*** Material for this exercise

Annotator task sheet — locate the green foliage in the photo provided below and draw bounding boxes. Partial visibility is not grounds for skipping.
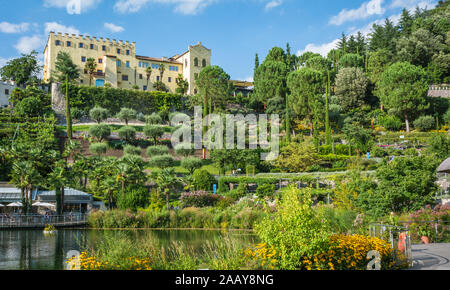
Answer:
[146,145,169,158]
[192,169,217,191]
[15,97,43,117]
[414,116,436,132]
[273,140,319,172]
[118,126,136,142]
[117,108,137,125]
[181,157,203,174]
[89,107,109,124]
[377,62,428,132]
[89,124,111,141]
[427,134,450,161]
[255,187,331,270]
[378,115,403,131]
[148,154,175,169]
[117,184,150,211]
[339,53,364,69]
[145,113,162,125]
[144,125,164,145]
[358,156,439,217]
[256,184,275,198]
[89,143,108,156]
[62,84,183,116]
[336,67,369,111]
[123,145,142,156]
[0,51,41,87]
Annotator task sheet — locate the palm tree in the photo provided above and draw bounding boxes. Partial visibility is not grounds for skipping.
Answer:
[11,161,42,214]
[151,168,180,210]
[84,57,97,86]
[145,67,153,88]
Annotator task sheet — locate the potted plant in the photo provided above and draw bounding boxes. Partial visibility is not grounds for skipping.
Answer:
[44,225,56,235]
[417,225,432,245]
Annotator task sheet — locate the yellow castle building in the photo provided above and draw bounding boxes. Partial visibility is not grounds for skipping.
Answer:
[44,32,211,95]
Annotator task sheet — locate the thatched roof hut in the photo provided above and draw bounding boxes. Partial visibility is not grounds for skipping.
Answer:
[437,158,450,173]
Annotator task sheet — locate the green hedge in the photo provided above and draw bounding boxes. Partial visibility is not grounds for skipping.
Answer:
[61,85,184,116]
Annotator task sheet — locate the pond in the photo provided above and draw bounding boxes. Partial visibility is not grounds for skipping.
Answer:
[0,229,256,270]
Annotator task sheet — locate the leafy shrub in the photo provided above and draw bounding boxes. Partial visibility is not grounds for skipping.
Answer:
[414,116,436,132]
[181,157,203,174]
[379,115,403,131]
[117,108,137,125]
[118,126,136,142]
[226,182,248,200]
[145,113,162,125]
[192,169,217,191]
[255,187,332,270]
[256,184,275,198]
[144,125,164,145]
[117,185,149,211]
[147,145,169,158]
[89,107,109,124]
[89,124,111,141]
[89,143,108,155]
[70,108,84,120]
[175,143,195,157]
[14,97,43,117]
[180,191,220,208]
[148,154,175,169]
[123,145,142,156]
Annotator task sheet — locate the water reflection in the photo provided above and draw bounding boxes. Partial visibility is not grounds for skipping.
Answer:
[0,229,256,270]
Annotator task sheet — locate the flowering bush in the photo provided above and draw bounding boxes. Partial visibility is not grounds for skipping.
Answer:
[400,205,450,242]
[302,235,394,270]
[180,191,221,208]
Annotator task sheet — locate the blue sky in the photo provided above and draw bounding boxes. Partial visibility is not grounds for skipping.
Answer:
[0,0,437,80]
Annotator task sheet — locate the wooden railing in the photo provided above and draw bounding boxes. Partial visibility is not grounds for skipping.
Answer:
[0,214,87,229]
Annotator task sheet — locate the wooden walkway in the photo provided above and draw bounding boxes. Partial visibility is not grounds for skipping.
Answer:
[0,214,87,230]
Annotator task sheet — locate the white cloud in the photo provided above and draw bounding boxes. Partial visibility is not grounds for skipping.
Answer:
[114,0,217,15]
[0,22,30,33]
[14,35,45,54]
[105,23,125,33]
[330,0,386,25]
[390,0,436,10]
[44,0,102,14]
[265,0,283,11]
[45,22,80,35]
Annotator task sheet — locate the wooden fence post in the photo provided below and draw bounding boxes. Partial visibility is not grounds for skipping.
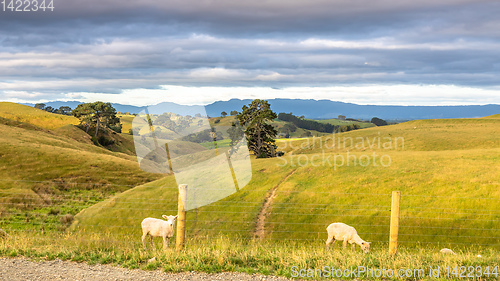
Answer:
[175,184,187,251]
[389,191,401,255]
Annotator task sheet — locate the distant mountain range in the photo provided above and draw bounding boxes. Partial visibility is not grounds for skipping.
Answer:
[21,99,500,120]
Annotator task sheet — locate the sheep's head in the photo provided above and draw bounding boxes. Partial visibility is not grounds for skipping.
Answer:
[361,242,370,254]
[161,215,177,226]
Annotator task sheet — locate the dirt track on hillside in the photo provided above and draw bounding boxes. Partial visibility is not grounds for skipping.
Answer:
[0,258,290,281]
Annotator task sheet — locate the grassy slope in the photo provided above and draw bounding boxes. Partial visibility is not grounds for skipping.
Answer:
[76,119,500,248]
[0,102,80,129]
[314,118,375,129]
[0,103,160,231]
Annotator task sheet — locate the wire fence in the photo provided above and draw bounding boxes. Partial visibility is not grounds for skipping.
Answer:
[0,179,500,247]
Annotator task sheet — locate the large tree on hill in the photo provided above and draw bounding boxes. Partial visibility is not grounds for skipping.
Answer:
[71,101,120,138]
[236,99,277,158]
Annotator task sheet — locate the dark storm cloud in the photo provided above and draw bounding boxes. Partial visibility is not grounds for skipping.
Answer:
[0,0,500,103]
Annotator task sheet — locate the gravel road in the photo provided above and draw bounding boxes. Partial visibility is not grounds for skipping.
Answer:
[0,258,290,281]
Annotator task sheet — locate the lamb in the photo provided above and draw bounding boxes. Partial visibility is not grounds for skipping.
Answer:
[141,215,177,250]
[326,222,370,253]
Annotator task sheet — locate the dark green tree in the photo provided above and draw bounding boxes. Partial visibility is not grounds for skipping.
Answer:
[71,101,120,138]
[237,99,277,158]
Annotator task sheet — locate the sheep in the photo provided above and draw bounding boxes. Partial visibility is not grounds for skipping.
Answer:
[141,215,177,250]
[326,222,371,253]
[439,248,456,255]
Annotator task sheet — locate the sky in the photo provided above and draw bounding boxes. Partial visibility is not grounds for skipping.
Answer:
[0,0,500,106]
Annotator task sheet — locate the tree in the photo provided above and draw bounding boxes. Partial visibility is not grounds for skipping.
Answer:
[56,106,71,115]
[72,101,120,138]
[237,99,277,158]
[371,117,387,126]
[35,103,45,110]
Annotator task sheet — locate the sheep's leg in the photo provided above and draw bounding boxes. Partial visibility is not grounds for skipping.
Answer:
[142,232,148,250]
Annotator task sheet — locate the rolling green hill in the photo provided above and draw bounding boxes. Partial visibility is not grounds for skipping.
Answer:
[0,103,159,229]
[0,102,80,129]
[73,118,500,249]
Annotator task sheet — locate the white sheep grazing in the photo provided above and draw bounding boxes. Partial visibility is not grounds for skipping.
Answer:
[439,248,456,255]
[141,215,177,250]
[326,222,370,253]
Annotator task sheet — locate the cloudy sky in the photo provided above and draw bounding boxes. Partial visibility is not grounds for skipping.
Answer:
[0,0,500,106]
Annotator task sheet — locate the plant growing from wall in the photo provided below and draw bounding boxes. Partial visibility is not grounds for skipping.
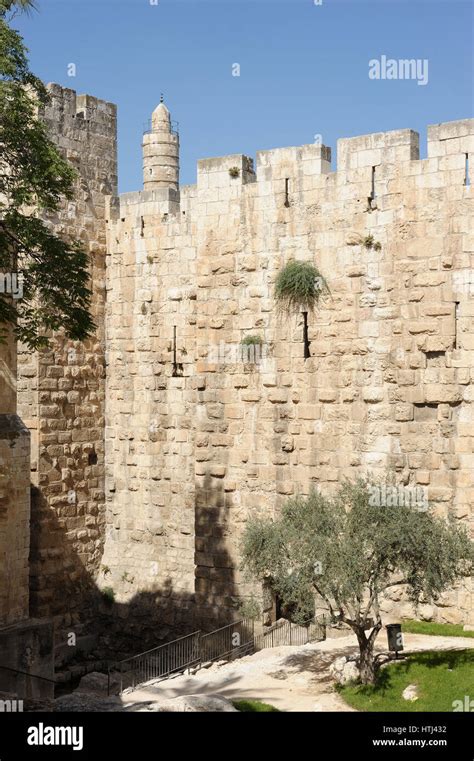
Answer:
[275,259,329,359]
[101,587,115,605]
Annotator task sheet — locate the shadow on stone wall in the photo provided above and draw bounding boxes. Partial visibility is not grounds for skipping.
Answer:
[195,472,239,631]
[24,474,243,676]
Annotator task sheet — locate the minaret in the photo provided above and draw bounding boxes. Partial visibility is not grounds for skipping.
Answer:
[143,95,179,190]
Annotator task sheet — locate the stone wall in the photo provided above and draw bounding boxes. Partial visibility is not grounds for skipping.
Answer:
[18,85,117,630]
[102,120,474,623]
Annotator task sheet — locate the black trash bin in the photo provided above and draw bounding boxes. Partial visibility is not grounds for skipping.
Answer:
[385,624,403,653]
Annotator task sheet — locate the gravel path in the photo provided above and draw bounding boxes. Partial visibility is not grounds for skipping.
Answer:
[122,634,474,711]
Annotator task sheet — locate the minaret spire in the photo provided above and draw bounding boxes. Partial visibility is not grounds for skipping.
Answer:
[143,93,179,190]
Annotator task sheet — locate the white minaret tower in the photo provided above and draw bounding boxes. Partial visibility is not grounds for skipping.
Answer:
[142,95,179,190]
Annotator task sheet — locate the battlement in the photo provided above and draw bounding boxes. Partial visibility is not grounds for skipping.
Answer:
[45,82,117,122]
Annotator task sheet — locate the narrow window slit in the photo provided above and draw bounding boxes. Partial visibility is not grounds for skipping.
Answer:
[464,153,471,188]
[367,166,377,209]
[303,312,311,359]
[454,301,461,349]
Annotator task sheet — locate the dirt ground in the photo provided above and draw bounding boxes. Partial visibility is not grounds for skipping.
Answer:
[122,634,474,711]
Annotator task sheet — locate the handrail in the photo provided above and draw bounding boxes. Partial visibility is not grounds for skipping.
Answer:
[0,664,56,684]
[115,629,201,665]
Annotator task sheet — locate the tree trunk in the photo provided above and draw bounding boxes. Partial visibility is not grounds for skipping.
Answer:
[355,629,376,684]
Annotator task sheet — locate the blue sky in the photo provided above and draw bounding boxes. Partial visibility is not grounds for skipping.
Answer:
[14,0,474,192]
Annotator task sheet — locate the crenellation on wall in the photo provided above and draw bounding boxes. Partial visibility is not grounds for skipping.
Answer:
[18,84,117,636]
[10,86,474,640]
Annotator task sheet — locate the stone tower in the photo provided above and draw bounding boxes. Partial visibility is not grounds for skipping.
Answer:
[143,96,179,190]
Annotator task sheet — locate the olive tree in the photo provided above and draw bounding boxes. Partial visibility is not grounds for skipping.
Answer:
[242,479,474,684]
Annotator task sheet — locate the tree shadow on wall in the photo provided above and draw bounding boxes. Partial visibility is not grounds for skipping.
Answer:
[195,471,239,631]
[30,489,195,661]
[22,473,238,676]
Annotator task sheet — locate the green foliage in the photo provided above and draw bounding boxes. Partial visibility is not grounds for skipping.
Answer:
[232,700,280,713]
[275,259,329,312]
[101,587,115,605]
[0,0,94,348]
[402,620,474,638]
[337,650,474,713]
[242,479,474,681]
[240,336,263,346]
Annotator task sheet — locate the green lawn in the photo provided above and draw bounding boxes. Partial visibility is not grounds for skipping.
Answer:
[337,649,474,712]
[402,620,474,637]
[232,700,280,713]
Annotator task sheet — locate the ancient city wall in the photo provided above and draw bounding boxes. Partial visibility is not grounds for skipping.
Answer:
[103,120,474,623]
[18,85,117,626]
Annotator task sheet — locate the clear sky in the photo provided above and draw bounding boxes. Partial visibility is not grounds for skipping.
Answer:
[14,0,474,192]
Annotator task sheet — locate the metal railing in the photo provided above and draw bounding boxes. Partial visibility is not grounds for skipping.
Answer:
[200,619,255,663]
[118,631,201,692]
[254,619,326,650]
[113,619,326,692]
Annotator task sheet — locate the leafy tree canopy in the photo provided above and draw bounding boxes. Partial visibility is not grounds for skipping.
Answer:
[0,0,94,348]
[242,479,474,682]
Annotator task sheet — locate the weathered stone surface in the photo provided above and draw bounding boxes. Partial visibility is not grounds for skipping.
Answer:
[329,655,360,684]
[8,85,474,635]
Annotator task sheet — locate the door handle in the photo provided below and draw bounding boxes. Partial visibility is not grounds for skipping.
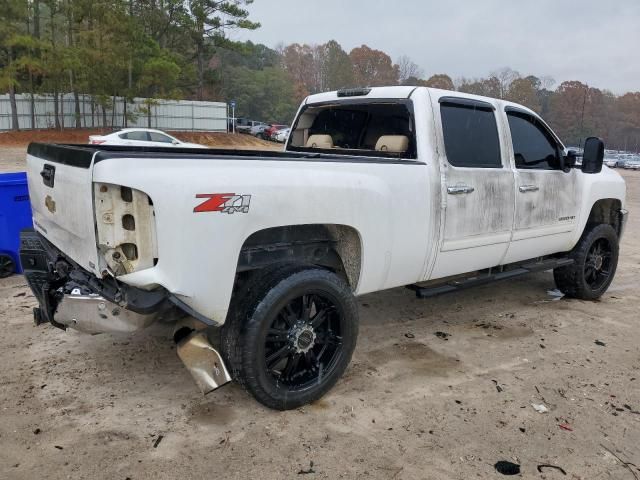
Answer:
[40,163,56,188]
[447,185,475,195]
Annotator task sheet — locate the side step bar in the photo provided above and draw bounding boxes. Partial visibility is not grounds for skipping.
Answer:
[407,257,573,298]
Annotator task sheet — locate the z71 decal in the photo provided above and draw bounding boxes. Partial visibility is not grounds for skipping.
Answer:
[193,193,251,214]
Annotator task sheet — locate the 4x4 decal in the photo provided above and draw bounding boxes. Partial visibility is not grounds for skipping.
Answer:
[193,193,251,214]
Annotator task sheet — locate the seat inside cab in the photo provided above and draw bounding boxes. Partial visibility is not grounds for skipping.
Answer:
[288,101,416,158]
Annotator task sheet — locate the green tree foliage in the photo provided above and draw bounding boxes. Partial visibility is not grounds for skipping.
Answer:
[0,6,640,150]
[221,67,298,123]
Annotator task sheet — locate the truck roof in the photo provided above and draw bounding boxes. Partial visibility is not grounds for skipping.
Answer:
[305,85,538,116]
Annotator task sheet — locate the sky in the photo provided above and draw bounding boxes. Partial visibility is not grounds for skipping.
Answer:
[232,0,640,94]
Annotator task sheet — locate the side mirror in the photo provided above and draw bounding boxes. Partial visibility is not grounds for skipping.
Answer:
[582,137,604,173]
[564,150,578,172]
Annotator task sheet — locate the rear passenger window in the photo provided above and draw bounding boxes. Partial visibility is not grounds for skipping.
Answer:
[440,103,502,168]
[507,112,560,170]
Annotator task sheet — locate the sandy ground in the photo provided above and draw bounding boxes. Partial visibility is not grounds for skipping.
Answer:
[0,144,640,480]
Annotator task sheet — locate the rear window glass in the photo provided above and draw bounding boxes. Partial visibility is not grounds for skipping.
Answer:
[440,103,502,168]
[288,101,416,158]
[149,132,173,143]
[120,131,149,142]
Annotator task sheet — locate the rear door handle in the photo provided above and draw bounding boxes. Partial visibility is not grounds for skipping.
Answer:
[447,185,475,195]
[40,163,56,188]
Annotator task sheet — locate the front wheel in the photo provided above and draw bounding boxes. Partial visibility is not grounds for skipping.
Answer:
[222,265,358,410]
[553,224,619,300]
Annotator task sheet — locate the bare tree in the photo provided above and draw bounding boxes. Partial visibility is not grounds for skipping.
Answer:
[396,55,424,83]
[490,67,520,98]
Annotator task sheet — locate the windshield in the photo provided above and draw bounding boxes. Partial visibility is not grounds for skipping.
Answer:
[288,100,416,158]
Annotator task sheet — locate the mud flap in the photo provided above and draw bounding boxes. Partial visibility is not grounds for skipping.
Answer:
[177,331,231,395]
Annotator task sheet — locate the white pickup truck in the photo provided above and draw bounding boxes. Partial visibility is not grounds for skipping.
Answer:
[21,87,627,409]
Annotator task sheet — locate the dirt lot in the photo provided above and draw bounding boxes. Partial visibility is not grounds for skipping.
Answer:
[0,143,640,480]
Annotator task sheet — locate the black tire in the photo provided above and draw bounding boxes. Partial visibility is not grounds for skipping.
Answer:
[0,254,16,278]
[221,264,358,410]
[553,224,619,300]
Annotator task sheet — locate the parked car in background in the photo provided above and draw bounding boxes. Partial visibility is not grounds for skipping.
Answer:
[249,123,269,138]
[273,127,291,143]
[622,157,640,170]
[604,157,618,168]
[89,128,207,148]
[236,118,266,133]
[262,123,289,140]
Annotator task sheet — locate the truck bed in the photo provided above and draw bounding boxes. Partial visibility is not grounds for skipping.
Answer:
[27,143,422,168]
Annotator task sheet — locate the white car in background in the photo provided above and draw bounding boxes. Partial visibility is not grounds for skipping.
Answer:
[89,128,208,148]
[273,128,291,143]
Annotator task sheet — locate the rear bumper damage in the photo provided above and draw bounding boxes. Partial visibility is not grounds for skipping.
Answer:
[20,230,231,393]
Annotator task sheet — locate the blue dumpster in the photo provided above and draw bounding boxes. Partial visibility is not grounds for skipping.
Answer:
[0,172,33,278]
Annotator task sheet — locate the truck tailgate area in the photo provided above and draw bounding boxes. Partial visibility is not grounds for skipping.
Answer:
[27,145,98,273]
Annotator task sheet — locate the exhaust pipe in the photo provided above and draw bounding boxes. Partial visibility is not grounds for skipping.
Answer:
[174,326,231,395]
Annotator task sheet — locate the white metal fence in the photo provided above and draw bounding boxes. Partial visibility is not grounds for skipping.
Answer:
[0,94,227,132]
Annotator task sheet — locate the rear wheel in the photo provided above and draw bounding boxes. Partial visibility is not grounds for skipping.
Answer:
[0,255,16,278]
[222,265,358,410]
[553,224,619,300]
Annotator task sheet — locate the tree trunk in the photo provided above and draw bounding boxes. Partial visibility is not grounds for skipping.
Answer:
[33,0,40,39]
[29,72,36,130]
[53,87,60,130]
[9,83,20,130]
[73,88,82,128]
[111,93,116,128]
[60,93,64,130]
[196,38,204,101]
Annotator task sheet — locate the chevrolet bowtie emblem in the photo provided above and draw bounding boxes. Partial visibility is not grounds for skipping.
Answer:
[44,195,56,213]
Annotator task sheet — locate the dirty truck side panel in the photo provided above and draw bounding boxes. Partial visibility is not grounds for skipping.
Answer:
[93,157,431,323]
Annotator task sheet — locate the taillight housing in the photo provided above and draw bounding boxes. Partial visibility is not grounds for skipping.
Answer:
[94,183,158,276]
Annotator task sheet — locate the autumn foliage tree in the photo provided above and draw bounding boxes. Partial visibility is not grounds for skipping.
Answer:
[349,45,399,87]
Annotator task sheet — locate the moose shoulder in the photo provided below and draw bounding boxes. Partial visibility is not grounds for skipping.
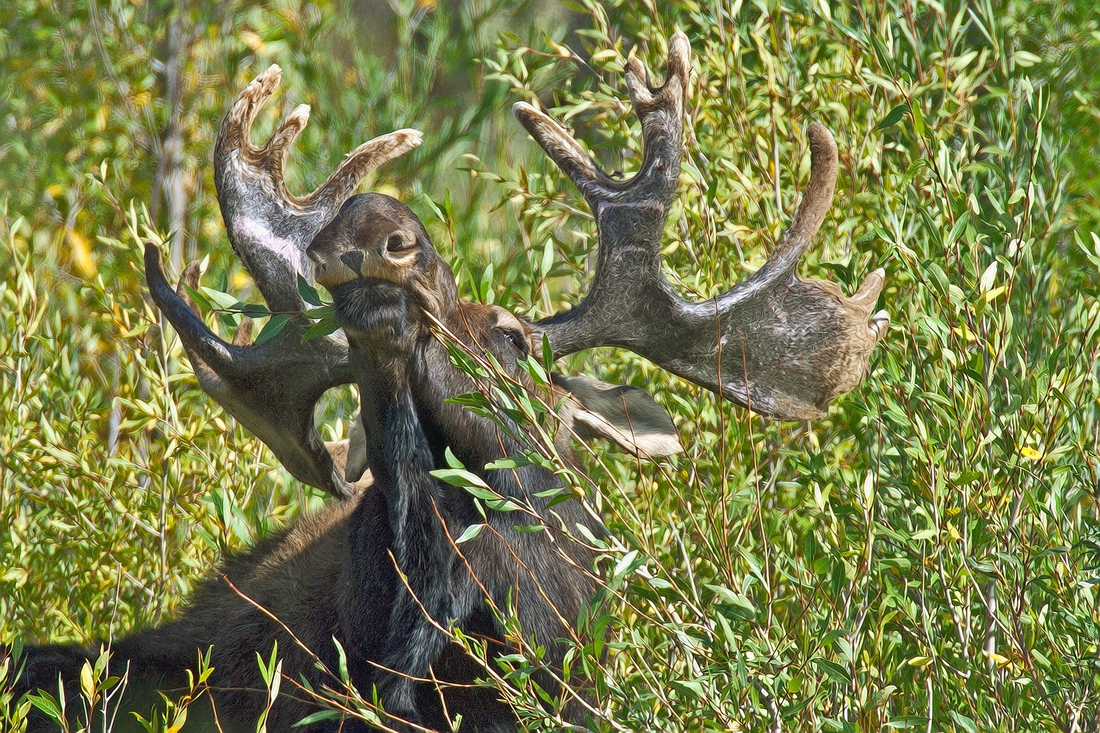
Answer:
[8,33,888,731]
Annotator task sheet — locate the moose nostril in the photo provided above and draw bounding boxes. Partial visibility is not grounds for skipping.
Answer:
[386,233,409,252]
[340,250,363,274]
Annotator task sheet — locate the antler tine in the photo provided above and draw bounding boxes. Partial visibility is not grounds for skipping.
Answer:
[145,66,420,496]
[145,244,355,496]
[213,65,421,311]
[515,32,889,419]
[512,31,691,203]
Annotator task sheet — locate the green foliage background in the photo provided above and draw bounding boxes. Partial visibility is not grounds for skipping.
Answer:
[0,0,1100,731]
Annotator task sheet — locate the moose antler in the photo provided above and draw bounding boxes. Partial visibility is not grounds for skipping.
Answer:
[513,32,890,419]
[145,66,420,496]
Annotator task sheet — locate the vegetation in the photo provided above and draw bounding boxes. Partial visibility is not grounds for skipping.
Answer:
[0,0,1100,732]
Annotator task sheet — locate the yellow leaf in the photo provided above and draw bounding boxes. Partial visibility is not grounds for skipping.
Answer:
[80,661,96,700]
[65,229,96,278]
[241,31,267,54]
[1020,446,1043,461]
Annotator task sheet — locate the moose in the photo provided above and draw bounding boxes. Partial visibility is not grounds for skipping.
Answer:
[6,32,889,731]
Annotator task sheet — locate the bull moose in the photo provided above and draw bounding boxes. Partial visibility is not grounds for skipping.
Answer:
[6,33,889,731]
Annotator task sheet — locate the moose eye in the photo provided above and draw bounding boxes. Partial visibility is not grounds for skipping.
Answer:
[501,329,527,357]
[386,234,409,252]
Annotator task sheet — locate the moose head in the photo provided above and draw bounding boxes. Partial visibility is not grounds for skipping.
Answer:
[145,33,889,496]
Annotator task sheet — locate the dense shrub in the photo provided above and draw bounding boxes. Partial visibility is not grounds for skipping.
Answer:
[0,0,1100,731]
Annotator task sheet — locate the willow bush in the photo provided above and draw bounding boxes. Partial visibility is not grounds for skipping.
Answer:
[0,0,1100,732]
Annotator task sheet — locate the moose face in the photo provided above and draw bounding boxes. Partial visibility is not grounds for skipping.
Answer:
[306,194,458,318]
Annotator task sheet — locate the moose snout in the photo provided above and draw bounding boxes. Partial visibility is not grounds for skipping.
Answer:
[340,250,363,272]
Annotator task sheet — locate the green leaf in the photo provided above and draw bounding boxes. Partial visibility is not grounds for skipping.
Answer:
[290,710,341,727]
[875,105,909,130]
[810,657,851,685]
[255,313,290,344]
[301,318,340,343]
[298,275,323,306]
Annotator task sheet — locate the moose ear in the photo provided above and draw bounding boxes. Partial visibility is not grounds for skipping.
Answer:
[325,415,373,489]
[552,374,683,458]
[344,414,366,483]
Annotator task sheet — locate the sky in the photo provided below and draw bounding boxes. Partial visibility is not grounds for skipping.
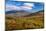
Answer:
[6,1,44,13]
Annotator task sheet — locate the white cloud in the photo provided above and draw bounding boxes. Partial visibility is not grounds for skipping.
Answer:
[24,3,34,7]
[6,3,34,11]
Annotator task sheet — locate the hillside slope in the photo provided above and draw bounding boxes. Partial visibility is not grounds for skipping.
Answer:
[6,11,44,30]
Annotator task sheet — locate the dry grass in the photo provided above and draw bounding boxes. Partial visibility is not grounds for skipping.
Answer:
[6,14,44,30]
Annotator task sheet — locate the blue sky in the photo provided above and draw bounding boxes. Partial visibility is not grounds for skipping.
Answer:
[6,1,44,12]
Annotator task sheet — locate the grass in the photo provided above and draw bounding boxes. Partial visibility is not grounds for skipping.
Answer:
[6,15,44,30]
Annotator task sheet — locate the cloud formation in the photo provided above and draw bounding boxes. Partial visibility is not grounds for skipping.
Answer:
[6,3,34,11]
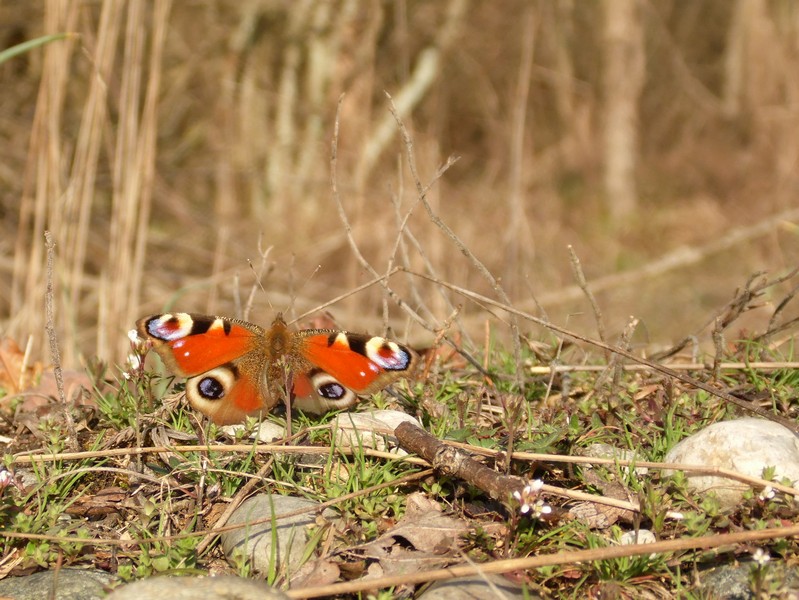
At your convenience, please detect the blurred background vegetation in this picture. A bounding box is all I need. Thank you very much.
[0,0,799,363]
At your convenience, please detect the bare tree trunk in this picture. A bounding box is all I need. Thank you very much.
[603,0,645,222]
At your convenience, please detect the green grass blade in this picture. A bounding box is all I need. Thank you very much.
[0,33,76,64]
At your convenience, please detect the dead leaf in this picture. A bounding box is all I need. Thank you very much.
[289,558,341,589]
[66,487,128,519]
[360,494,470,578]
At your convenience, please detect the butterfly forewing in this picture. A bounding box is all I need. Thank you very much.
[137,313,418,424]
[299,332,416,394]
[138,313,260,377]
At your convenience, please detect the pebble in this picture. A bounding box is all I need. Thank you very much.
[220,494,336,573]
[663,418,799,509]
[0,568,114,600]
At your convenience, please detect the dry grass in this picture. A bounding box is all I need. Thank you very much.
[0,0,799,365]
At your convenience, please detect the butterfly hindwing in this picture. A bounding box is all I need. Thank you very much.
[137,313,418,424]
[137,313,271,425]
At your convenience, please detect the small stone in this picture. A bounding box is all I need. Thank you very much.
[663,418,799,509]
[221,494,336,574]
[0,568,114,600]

******

Short problem: Format the lines from the one containing "Annotator task sheet — locate the green leaf" through the one containing "[0,33,76,64]", inclusive, as a numbered list with blank lines omitted. Leave the pictures out.

Reply to the exercise:
1. Annotator task sheet — locate the green leaf in the photo provided above and draw bounding boxes. Partial visibility is not grounds for skipping.
2. Answer:
3. [290,710,341,727]
4. [875,105,909,130]
5. [810,657,851,685]
6. [255,313,290,344]
7. [301,318,340,343]
8. [298,275,323,306]
9. Annotator task sheet — locate the moose ear in the photo provided above and draw bounding boxes. Partial visibility is not grounds for skipping.
10. Answer:
11. [325,415,373,489]
12. [552,374,683,458]
13. [344,414,366,483]
14. Annotator task sheet — locate the sky in the photo provided below and draw bounding boxes. Partial visibility is not grounds for skipping.
15. Answer:
16. [6,1,44,13]
17. Annotator task sheet — locate the white cloud in the photo provided above and draw bounding boxes. Partial visibility is not grounds for skipping.
18. Answer:
19. [24,3,34,7]
20. [6,3,34,11]
21. Annotator task sheet — locate the hillside slope in the photo provided above and draw bounding boxes. Partial visibility is not grounds for skipping.
22. Answer:
23. [6,11,44,30]
24. Annotator task sheet — locate the dry grass in the photo provided above and draw bounding boxes. Partial visibility is not grounds for skipping.
25. Answer:
26. [6,14,44,30]
27. Annotator task sheet — locate the blue sky in the photo provided above and draw bounding boxes. Partial visibility is not grounds for skipping.
28. Answer:
29. [6,1,44,12]
30. Annotator task sheet — locate the grass in the photo provided above and draw bounding boxes. Partial visibility is not grounds for skipping.
31. Answer:
32. [6,15,44,30]
33. Annotator task sheet — locate the cloud formation in the photo provided above and draw bounding boxes. Partial visibility is not grounds for skipping.
34. Answer:
35. [6,3,34,11]
36. At your convenience, please detect the blurred background vegetation in this picture. A bounding box is all I need. Thank you very much.
37. [0,0,799,363]
38. At your convenience, please detect the bare tree trunk in this picture. A bounding box is all I need. Thank you very much.
39. [603,0,645,222]
40. At your convenience, please detect the green grass blade in this picture. A bounding box is all I need. Thank you very much.
41. [0,33,76,64]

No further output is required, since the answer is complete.